Copy out the lines from the one containing "man in dark" up to and including the one containing "(1078, 356)", with "man in dark suit" replaced by "man in black suit" and nothing else changed.

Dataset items
★ ★ ★ ★

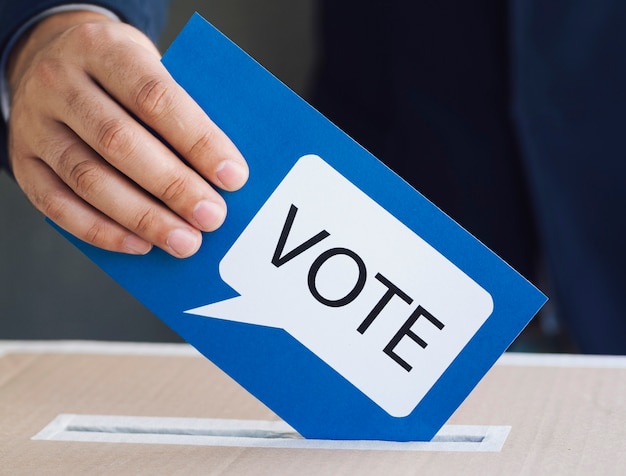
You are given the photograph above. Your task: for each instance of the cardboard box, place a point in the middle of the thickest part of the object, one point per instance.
(537, 414)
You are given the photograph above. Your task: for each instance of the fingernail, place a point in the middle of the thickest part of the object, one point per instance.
(209, 215)
(183, 242)
(231, 174)
(136, 245)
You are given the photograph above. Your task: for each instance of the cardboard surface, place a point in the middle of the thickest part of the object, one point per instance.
(334, 292)
(566, 416)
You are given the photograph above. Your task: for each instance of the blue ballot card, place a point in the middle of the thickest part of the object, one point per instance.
(334, 292)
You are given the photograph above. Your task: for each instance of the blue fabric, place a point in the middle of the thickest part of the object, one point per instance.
(511, 117)
(148, 15)
(569, 66)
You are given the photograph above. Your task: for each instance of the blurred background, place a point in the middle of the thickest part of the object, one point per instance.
(49, 290)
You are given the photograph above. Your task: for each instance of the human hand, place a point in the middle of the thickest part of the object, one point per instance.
(76, 81)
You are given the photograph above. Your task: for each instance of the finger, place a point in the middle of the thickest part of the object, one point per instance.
(141, 84)
(110, 192)
(55, 200)
(130, 148)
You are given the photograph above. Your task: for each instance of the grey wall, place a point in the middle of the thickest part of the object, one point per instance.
(48, 289)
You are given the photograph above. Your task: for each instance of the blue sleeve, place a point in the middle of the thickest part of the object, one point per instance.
(147, 15)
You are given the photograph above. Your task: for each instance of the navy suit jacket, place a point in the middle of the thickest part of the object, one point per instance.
(147, 15)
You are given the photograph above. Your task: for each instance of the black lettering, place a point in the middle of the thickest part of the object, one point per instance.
(356, 290)
(405, 330)
(277, 259)
(392, 290)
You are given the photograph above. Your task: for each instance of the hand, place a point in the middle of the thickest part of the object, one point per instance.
(76, 80)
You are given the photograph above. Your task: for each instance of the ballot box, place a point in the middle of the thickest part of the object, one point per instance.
(126, 408)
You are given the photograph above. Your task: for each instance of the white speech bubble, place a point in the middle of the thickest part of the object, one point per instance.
(361, 261)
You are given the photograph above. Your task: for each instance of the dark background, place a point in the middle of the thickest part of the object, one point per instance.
(48, 289)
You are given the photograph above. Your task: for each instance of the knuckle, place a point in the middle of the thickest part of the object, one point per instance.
(96, 234)
(154, 98)
(46, 72)
(91, 35)
(114, 138)
(52, 204)
(84, 177)
(145, 221)
(174, 189)
(203, 146)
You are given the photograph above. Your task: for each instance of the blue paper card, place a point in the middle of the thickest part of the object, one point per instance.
(334, 292)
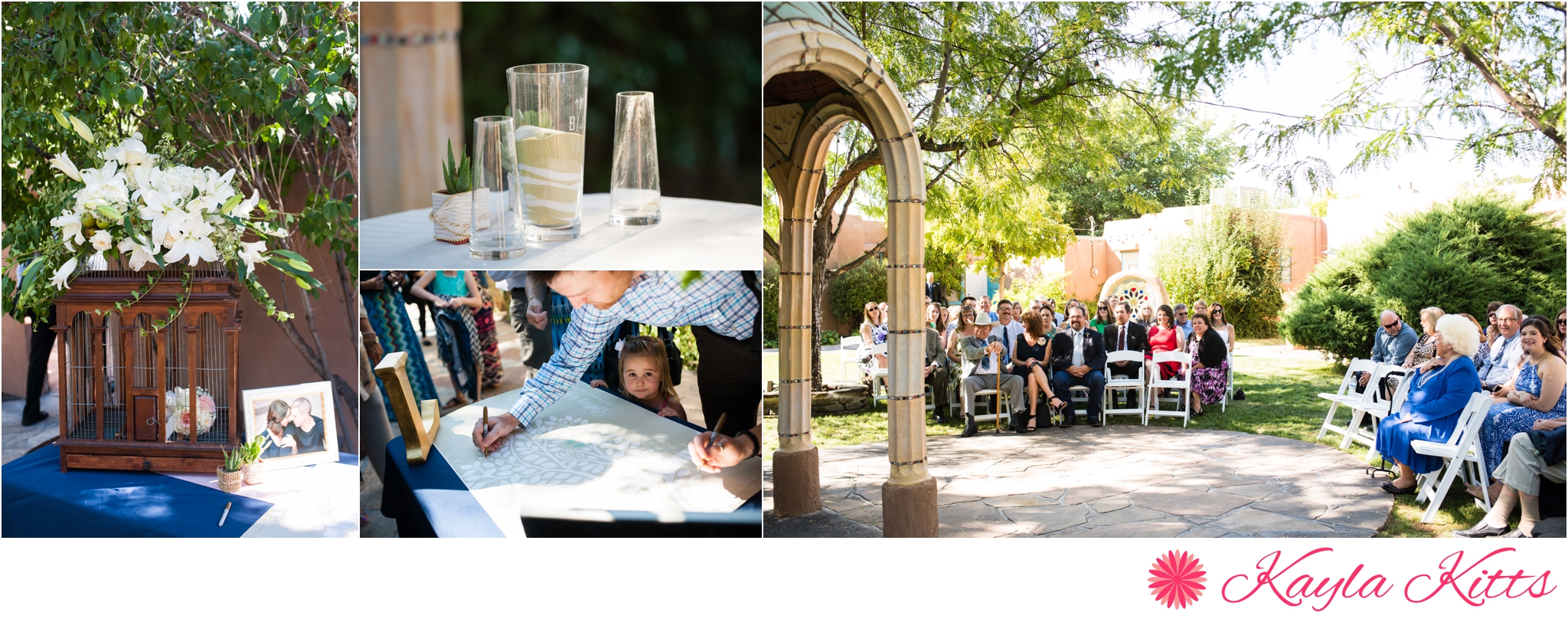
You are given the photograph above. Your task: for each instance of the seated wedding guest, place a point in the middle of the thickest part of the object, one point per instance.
(1181, 320)
(1165, 337)
(982, 355)
(1031, 361)
(1222, 323)
(1145, 316)
(1562, 328)
(1530, 457)
(1007, 325)
(1078, 358)
(1439, 392)
(1423, 352)
(1207, 364)
(987, 309)
(1539, 391)
(874, 331)
(1481, 352)
(1126, 336)
(1503, 359)
(936, 362)
(1101, 317)
(1391, 344)
(933, 290)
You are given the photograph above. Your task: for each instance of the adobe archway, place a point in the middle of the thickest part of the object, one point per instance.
(819, 76)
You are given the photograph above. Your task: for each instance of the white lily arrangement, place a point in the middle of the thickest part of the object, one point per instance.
(140, 209)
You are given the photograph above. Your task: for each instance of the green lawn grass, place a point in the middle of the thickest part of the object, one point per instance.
(1282, 400)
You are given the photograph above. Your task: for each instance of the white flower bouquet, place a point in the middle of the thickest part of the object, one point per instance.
(142, 209)
(178, 408)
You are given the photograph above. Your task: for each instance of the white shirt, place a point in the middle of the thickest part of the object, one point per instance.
(1078, 347)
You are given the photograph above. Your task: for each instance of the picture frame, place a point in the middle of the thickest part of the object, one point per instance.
(278, 411)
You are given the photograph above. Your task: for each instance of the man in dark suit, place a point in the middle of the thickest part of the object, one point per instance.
(936, 365)
(935, 290)
(1126, 336)
(1078, 356)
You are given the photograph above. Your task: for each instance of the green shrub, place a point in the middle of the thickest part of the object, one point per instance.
(1231, 257)
(1333, 311)
(851, 292)
(1457, 256)
(770, 304)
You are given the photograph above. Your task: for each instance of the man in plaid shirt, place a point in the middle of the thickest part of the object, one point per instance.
(724, 313)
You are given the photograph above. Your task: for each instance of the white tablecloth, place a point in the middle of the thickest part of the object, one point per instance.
(320, 500)
(692, 235)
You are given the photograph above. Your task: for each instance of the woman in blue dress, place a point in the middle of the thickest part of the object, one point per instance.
(1539, 391)
(1440, 391)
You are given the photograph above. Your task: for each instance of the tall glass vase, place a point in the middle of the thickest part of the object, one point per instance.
(634, 175)
(498, 221)
(549, 104)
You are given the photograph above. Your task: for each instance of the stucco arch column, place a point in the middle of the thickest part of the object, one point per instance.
(811, 44)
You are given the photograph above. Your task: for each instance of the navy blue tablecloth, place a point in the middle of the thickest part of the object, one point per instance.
(430, 500)
(37, 500)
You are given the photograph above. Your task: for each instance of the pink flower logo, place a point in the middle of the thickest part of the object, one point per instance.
(1177, 578)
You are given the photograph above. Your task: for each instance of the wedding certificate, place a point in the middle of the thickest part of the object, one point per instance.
(590, 450)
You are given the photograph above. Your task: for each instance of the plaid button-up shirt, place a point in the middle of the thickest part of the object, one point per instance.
(720, 300)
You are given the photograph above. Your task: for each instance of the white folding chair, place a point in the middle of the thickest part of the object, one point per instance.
(878, 375)
(1180, 383)
(1123, 385)
(1374, 404)
(1001, 398)
(1346, 395)
(847, 349)
(1462, 450)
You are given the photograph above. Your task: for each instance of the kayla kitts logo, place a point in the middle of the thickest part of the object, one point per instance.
(1177, 578)
(1308, 580)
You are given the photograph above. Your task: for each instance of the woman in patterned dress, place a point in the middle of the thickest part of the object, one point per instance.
(1210, 364)
(1539, 391)
(874, 331)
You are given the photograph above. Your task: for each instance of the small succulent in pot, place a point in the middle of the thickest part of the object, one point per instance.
(450, 208)
(251, 452)
(230, 473)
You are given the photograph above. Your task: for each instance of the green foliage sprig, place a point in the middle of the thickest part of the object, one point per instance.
(456, 176)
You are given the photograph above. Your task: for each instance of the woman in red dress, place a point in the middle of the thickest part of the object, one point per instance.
(1164, 337)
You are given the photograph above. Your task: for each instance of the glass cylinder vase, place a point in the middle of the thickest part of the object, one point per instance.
(549, 104)
(498, 223)
(634, 175)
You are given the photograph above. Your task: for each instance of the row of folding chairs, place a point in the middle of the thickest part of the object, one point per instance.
(1150, 401)
(1460, 454)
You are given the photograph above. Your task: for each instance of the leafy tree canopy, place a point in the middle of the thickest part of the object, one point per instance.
(1494, 70)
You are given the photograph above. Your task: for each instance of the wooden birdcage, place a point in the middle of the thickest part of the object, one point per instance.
(126, 389)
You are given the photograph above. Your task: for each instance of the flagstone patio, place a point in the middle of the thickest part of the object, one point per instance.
(1112, 482)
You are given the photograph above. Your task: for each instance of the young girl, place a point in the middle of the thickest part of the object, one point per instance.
(645, 376)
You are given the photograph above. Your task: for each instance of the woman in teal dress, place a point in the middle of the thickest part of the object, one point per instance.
(1539, 391)
(1440, 392)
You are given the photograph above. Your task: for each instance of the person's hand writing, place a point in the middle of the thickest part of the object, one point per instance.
(727, 452)
(488, 439)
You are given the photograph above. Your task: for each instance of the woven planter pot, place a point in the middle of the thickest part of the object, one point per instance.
(452, 215)
(230, 480)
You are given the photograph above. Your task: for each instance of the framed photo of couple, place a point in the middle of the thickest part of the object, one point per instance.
(297, 422)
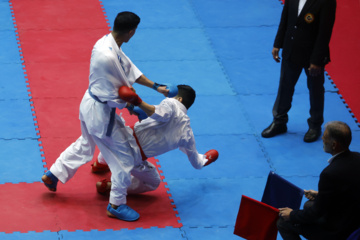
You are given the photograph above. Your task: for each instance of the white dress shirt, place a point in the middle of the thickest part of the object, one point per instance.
(301, 6)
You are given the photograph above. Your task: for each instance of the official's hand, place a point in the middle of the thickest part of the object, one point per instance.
(285, 213)
(275, 53)
(310, 194)
(314, 70)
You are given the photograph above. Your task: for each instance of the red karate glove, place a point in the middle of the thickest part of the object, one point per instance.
(129, 95)
(211, 156)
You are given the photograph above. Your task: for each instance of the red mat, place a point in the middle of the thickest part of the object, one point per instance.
(56, 39)
(344, 68)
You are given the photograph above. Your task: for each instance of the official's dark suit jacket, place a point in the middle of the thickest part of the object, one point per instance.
(305, 38)
(338, 199)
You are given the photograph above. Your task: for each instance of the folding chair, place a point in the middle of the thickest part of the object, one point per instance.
(256, 220)
(280, 193)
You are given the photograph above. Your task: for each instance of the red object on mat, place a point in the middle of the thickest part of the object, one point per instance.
(256, 220)
(56, 40)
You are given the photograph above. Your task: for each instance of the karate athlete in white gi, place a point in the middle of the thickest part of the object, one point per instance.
(110, 69)
(167, 128)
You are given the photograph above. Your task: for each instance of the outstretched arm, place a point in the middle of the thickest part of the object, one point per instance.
(143, 80)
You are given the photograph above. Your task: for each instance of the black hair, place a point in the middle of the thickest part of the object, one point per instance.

★ ★ ★ ★

THE ANSWER:
You are given the photograph above. Your task: for each instance of the man in black suit, place a point in the middle of the thickest part of the object, one point per instance.
(936, 365)
(935, 290)
(1126, 336)
(1078, 356)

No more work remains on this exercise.